■ **練習問題**
A - 次の文が本文抜粋の内容と合うか、それぞれ「はい」か「いいえ」で答え、決め手となる本文の語句をそのまま引用してください：(i) 赤黄男は写生俳句を得意とした。(ii) 赤黄男は音に敏感だった。(iii) 「蝶堕ちて」と「大音響」は控えめな表現だとされている。
B - 提供データの先頭の行から「151,129,378,215」を含む行まで（両端を含む）を、1行を1つの文字列とするJSONのリストとして表してください。空行は入れないでください。

■ **本文抜粋**
────────────────────
2019年12月31日 | 俳句・短歌・評論・俳句誌・俳句の歴史
  蝶墜ちて大音響の結氷期 (二)
 
 赤黄男は写生俳句を超えたイメージによる象徴俳句を得意とした。それは時に難解とされ作り物めいた俳句という批判が、ややもすると忌避的な悪評につながったりもした。また「二物が極限にまで離されたのがシュールリアリズムである」とする人達からは、赤黄男の句はあまりにも離れすぎているので、句をなしていないと酷評された。
 「蝶堕ちて」も「大音響」も大仰な表現である。しかしここがこの句の眼目である。蝶の堕ちたくらいのちょっとした音も赤黄男の耳から頭へと大音響になって響いたのだろう。赤黄男は音に敏感だった。たとえば〈木々の芽のしづかなるかな蒼空(そら)の音〉〈切株はじいんじいんと ひびくなり〉(蛇の笛)や〈月の音 あるひは埋没都市の響〉(黙示)
────────────────────
■ **提供データ**
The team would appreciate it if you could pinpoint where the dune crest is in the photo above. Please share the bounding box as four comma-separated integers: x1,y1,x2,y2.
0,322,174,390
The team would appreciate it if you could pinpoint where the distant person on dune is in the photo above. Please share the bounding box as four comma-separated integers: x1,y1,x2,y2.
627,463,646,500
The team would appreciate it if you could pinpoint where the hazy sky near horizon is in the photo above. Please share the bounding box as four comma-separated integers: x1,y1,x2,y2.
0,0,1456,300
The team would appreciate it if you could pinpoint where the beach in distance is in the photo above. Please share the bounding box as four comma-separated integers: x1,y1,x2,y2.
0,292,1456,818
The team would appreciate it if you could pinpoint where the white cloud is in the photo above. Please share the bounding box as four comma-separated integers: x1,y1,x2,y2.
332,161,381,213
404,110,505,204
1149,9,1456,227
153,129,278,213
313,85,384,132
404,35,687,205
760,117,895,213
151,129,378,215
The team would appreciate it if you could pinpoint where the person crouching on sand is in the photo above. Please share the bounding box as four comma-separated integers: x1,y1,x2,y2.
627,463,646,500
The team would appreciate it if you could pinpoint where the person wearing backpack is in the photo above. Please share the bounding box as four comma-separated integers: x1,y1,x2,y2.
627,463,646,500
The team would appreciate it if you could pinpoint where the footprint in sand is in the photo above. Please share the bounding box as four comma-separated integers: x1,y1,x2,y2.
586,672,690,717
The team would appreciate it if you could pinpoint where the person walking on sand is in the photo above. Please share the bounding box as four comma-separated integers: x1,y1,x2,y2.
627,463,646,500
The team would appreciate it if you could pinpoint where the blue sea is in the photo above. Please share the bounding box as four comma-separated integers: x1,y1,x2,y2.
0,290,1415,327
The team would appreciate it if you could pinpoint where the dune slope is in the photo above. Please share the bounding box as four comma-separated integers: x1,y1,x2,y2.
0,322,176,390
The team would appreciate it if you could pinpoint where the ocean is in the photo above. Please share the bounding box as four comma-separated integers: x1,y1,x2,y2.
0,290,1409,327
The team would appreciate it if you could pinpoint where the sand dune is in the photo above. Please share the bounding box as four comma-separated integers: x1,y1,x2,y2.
────────────────────
■ **各問の解答**
A -
(i) いいえ。「赤黄男は写生俳句を超えたイメージによる象徴俳句を得意とした。」
(ii) はい。「赤黄男は音に敏感だった。」
(iii) いいえ。「「蝶堕ちて」も「大音響」も大仰な表現である。」

B -
[
  "The team would appreciate it if you could pinpoint where the dune crest is in the photo above. Please share the bounding box as four comma-separated integers: x1,y1,x2,y2.",
  "0,322,174,390",
  "The team would appreciate it if you could pinpoint where the distant person on dune is in the photo above. Please share the bounding box as four comma-separated integers: x1,y1,x2,y2.",
  "627,463,646,500",
  "The team would appreciate it if you could pinpoint where the hazy sky near horizon is in the photo above. Please share the bounding box as four comma-separated integers: x1,y1,x2,y2.",
  "0,0,1456,300",
  "The team would appreciate it if you could pinpoint where the beach in distance is in the photo above. Please share the bounding box as four comma-separated integers: x1,y1,x2,y2.",
  "0,292,1456,818",
  "The team would appreciate it if you could pinpoint where the white cloud is in the photo above. Please share the bounding box as four comma-separated integers: x1,y1,x2,y2.",
  "332,161,381,213",
  "404,110,505,204",
  "1149,9,1456,227",
  "153,129,278,213",
  "313,85,384,132",
  "404,35,687,205",
  "760,117,895,213",
  "151,129,378,215"
]